- What to produce: Reproduce each of the following records verbatim, line for line.

- Source data:
"""

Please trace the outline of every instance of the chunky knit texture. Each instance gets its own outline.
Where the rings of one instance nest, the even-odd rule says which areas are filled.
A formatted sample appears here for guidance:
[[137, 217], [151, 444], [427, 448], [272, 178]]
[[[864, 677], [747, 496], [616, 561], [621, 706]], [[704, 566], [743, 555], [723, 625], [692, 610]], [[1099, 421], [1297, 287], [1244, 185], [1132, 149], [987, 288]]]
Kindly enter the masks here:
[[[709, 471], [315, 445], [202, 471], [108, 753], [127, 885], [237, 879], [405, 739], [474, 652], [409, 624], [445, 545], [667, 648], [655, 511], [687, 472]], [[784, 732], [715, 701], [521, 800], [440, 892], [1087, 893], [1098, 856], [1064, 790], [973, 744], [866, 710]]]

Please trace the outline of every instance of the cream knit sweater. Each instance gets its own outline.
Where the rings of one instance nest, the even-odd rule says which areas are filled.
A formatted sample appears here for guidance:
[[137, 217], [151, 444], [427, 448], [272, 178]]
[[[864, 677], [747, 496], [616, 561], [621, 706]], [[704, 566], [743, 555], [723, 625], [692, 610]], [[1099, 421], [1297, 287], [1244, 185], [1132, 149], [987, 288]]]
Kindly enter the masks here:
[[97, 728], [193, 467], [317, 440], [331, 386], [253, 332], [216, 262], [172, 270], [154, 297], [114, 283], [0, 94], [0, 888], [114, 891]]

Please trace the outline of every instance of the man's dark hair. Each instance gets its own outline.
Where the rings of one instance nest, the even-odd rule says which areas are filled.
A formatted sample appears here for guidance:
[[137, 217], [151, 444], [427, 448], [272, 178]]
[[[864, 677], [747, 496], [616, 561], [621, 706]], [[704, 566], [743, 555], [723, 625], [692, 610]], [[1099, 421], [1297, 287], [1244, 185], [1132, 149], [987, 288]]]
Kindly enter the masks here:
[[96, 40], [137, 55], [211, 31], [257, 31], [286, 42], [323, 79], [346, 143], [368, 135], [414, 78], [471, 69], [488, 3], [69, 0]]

"""

- Output of the exercise:
Please trace the outline of every instance of the chunky knit texture. Each instance gets its own outline.
Where the rings of one instance nest, the even-odd rule says which areas are filled.
A formatted sample appears here for guidance:
[[137, 217], [151, 444], [427, 448], [272, 178]]
[[[864, 677], [747, 496], [616, 561], [621, 706]], [[704, 566], [743, 555], [723, 625], [692, 610]], [[1099, 421], [1297, 287], [1244, 185], [1132, 149], [987, 288]]]
Kindly enter the masks here:
[[[709, 471], [315, 445], [202, 471], [108, 753], [127, 885], [237, 879], [405, 739], [474, 652], [409, 624], [445, 545], [667, 648], [655, 511], [687, 472]], [[784, 732], [715, 701], [521, 800], [440, 892], [1087, 893], [1098, 856], [1064, 790], [973, 744], [866, 710]]]

Please trace the outline of every instance of the cream knit sweater. Each instance gets its own outline.
Where the rings of one instance nest, the even-odd rule says which areas are filled.
A formatted sample appears here for guidance:
[[137, 217], [151, 444], [427, 448], [272, 178]]
[[[864, 677], [747, 496], [616, 561], [621, 706]], [[704, 566], [743, 555], [723, 625], [692, 610]], [[1099, 421], [1297, 287], [1244, 185], [1132, 149], [987, 288]]]
Kindly enter the masks here:
[[97, 728], [193, 467], [317, 440], [331, 386], [253, 332], [216, 262], [172, 270], [154, 297], [114, 283], [0, 94], [0, 888], [114, 891]]

Please trace the outline of every instance of the man's dark hair. Each instance gets its own outline.
Where the rings of one instance nest, the even-odd rule says which areas are filled.
A formatted sample appears here for guidance:
[[137, 217], [151, 444], [427, 448], [272, 178]]
[[[864, 677], [747, 496], [616, 561], [621, 706]], [[704, 566], [743, 555], [723, 625], [692, 610]], [[1099, 421], [1297, 287], [1244, 185], [1132, 149], [987, 288]]]
Kindly enter the masks here:
[[96, 40], [137, 55], [211, 31], [257, 31], [286, 42], [323, 79], [346, 143], [368, 135], [414, 78], [471, 69], [488, 3], [69, 0]]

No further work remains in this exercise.